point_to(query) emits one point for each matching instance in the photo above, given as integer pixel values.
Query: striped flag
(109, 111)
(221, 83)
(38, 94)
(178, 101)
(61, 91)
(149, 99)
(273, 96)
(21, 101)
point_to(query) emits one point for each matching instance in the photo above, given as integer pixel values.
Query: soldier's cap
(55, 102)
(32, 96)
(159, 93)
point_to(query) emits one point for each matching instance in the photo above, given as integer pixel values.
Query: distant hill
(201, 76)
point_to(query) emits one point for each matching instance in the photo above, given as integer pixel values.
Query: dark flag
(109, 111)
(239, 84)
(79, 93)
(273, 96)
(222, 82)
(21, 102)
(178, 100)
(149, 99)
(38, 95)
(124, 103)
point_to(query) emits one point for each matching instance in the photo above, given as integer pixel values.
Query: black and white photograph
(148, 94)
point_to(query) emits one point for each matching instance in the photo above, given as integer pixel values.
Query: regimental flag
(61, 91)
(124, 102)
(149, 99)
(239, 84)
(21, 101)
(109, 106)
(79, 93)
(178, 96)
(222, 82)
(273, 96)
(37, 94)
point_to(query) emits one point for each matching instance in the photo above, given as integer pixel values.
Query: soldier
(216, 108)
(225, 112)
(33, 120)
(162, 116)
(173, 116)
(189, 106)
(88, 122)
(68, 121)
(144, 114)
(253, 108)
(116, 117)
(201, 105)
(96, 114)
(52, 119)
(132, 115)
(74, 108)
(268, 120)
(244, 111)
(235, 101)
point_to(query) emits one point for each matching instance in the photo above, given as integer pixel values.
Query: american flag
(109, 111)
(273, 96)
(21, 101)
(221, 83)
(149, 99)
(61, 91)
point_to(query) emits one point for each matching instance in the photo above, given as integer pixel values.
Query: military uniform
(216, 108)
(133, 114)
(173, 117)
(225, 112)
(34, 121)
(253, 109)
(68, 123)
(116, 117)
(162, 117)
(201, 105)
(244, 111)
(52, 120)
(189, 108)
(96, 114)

### What is needed
Starting at the line that contains "Query: american flag", retype each line through the last one in the records, both included, and add nothing.

### Result of the task
Query: american flag
(109, 111)
(273, 96)
(21, 101)
(221, 83)
(149, 99)
(61, 91)
point_to(query) emits one point for each matching instance in the photo above, given as integer pixel values.
Query: military uniform
(216, 108)
(133, 114)
(173, 117)
(225, 112)
(34, 121)
(253, 109)
(68, 123)
(116, 117)
(162, 117)
(201, 105)
(244, 111)
(52, 120)
(189, 108)
(96, 114)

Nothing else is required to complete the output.